Alıştırma Yönergesi: Listede "point: bronze cape" geçen satırdan listenin son satırına kadar, iki uç da dahil, satırları boş olanları atlayarak "Sıra" ve "Liste satırı" sütunlarıyla bir Markdown tablosuna dök.
====================
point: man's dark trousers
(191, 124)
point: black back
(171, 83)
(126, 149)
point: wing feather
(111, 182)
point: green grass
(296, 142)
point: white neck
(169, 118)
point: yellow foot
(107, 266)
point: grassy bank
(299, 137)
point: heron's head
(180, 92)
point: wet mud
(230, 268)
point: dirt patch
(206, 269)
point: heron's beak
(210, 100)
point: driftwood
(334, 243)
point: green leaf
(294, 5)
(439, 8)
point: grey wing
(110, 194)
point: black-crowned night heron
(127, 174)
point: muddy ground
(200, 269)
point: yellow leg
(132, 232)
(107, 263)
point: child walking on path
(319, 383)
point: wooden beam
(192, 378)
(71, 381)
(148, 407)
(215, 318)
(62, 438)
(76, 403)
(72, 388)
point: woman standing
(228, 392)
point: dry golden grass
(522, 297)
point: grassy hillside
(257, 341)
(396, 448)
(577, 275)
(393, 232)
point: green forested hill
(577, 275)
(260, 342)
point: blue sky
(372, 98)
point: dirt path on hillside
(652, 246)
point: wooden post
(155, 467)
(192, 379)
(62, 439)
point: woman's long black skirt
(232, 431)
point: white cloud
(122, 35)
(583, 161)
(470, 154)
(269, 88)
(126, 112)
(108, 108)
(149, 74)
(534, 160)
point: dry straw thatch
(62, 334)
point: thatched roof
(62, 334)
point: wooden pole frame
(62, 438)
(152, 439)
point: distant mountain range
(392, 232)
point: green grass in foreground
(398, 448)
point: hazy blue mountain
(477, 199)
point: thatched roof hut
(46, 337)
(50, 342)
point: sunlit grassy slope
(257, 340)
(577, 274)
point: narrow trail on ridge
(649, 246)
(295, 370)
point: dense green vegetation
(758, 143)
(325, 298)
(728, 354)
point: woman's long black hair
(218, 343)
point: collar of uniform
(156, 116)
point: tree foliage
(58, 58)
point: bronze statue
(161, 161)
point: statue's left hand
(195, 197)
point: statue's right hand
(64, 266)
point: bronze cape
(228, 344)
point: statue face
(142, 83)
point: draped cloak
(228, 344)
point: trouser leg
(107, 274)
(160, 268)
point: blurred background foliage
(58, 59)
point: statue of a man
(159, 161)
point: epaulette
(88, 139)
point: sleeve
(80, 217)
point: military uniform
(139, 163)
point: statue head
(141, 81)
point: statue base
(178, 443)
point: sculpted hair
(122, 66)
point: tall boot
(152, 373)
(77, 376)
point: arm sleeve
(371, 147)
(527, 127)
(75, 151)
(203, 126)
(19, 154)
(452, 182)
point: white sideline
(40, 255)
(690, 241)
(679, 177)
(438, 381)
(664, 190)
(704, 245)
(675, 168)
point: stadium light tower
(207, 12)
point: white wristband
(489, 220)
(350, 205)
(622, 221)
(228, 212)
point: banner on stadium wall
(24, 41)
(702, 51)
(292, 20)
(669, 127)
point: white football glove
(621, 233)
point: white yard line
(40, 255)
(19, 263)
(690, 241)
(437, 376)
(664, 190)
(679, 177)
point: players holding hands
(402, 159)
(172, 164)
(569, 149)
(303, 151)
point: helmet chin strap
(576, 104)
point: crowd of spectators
====================
Bu Görevin Sonucu:
| Sıra | Liste satırı |
|---|---|
| 1 | point: bronze cape |
| 2 | (228, 344) |
| 3 | point: statue face |
| 4 | (142, 83) |
| 5 | point: draped cloak |
| 6 | (228, 344) |
| 7 | point: trouser leg |
| 8 | (107, 274) |
| 9 | (160, 268) |
| 10 | point: blurred background foliage |
| 11 | (58, 59) |
| 12 | point: statue of a man |
| 13 | (159, 161) |
| 14 | point: epaulette |
| 15 | (88, 139) |
| 16 | point: sleeve |
| 17 | (80, 217) |
| 18 | point: military uniform |
| 19 | (139, 163) |
| 20 | point: statue head |
| 21 | (141, 81) |
| 22 | point: statue base |
| 23 | (178, 443) |
| 24 | point: sculpted hair |
| 25 | (122, 66) |
| 26 | point: tall boot |
| 27 | (152, 373) |
| 28 | (77, 376) |
| 29 | point: arm sleeve |
| 30 | (371, 147) |
| 31 | (527, 127) |
| 32 | (75, 151) |
| 33 | (203, 126) |
| 34 | (19, 154) |
| 35 | (452, 182) |
| 36 | point: white sideline |
| 37 | (40, 255) |
| 38 | (690, 241) |
| 39 | (679, 177) |
| 40 | (438, 381) |
| 41 | (664, 190) |
| 42 | (704, 245) |
| 43 | (675, 168) |
| 44 | point: stadium light tower |
| 45 | (207, 12) |
| 46 | point: white wristband |
| 47 | (489, 220) |
| 48 | (350, 205) |
| 49 | (622, 221) |
| 50 | (228, 212) |
| 51 | point: banner on stadium wall |
| 52 | (24, 41) |
| 53 | (702, 51) |
| 54 | (292, 20) |
| 55 | (669, 127) |
| 56 | point: white football glove |
| 57 | (621, 233) |
| 58 | point: white yard line |
| 59 | (40, 255) |
| 60 | (19, 263) |
| 61 | (690, 241) |
| 62 | (437, 376) |
| 63 | (664, 190) |
| 64 | (679, 177) |
| 65 | point: players holding hands |
| 66 | (402, 159) |
| 67 | (172, 164) |
| 68 | (569, 149) |
| 69 | (303, 151) |
| 70 | point: helmet chin strap |
| 71 | (576, 104) |
| 72 | point: crowd of spectators |